## Given task:
Count how many lines of the records contain the string "carrot", where case counts. Reply with the number alone.

## Coordinate labeling data:
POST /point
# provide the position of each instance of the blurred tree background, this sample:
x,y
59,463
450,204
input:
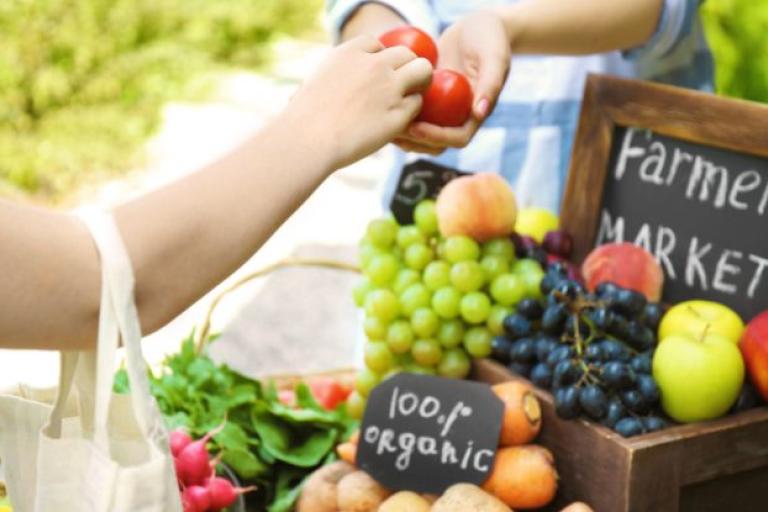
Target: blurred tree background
x,y
83,82
737,30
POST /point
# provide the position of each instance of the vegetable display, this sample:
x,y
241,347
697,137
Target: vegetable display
x,y
267,443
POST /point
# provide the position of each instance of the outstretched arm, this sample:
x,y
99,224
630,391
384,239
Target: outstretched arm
x,y
186,237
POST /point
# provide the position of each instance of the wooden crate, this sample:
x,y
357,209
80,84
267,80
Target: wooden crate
x,y
720,465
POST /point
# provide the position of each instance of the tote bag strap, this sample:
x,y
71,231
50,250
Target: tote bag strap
x,y
81,367
68,365
117,274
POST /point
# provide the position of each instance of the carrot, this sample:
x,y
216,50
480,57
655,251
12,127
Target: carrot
x,y
347,452
522,414
523,477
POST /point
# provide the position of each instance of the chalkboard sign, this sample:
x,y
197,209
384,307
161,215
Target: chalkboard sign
x,y
424,433
684,175
419,180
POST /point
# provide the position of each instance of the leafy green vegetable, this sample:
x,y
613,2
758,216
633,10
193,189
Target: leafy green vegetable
x,y
263,441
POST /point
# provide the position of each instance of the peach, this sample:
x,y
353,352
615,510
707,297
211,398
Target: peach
x,y
481,206
754,348
626,265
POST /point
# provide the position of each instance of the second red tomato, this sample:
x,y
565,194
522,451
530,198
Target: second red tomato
x,y
413,38
448,101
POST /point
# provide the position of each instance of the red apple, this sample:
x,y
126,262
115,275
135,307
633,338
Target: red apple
x,y
754,348
481,206
626,265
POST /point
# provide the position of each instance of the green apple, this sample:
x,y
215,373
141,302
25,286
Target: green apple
x,y
536,222
693,317
699,378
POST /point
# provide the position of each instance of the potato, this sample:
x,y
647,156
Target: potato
x,y
319,492
405,501
465,497
358,492
431,498
577,506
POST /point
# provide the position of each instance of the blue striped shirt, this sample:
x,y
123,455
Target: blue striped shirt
x,y
529,135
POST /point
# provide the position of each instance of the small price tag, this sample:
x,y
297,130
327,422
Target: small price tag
x,y
424,433
419,180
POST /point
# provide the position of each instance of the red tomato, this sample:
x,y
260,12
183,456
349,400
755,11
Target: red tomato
x,y
328,392
415,39
448,101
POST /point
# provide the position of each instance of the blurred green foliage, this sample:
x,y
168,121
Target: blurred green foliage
x,y
82,82
737,31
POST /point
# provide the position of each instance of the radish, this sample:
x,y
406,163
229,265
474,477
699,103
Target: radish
x,y
179,440
223,493
192,464
181,475
198,498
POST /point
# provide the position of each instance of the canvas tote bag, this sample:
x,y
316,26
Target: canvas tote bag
x,y
110,453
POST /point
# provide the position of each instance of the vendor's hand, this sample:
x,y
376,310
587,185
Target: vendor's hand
x,y
358,100
477,45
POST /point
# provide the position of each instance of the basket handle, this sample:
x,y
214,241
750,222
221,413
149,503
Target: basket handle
x,y
202,334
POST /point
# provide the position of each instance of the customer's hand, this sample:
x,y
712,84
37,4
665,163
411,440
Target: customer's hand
x,y
359,99
477,45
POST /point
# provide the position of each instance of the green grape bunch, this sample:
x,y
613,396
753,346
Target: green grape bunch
x,y
434,303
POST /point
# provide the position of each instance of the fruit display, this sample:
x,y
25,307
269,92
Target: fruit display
x,y
433,302
592,350
754,347
448,99
610,354
699,378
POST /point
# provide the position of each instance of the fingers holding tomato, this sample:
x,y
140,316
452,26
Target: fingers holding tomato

## Answer to the exercise:
2